▶ **Directions**
Convert every line of the records below into a Markdown table with the columns "Row" and "Line text." Number the rows in order and omit blank lines.

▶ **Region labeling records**
[Start]

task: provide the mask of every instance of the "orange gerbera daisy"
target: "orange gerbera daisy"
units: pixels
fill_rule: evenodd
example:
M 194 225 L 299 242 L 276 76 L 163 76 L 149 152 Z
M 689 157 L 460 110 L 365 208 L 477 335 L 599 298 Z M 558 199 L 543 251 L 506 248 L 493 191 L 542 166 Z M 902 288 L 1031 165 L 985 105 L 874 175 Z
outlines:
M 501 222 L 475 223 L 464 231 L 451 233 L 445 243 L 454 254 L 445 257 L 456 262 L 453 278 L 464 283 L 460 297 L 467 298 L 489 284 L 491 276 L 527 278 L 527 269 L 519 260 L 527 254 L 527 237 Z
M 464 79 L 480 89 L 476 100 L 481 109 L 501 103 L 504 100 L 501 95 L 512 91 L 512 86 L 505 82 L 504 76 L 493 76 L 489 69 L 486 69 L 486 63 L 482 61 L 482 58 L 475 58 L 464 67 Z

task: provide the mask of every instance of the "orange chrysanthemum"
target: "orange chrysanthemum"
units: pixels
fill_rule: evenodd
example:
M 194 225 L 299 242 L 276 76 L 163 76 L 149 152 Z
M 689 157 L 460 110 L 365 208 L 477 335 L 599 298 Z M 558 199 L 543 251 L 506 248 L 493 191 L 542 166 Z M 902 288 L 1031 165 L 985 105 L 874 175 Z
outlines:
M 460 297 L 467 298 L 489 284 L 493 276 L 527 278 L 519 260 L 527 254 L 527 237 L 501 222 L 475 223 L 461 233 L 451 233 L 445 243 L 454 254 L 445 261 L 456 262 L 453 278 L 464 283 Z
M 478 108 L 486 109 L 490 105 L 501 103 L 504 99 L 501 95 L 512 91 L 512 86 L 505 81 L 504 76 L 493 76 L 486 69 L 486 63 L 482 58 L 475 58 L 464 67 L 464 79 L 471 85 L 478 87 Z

[End]

▶ **The reply**
| Row | Line text |
|---|---|
| 1 | task: provide the mask of every instance of the "orange gerbera daisy" |
| 2 | target: "orange gerbera daisy" |
| 3 | units: pixels |
| 4 | fill_rule: evenodd |
| 5 | example: |
| 6 | M 194 225 L 299 242 L 276 76 L 163 76 L 149 152 Z |
| 7 | M 689 157 L 460 110 L 365 208 L 477 335 L 599 298 Z M 558 199 L 543 251 L 506 248 L 493 191 L 542 166 Z M 902 288 L 1031 165 L 985 105 L 874 175 Z |
| 8 | outlines: |
| 9 | M 501 222 L 475 223 L 464 231 L 451 233 L 445 243 L 454 254 L 445 257 L 456 262 L 453 278 L 464 283 L 460 297 L 467 298 L 489 284 L 491 276 L 527 278 L 527 269 L 519 260 L 527 254 L 527 237 Z |
| 10 | M 464 79 L 480 89 L 476 100 L 481 109 L 501 103 L 504 100 L 501 95 L 512 91 L 512 86 L 505 82 L 504 76 L 493 76 L 489 69 L 486 69 L 486 63 L 482 61 L 482 58 L 475 58 L 464 67 Z |
| 11 | task: provide the mask of every instance of the "orange chrysanthemum" |
| 12 | target: "orange chrysanthemum" |
| 13 | units: pixels |
| 14 | fill_rule: evenodd |
| 15 | example: |
| 16 | M 194 225 L 299 242 L 276 76 L 163 76 L 149 152 Z |
| 17 | M 689 157 L 460 110 L 365 208 L 477 335 L 599 298 Z M 558 199 L 543 251 L 506 248 L 493 191 L 542 166 Z M 902 288 L 1031 165 L 985 105 L 874 175 Z |
| 18 | outlines: |
| 19 | M 460 297 L 467 298 L 489 284 L 493 276 L 527 278 L 519 260 L 527 254 L 527 237 L 501 222 L 475 223 L 461 233 L 451 233 L 445 243 L 454 254 L 445 261 L 456 262 L 453 278 L 464 283 Z |
| 20 | M 478 108 L 486 109 L 490 105 L 501 103 L 504 99 L 501 95 L 512 91 L 512 86 L 505 81 L 504 76 L 493 76 L 486 69 L 486 63 L 482 58 L 475 58 L 464 67 L 464 79 L 471 85 L 478 87 Z |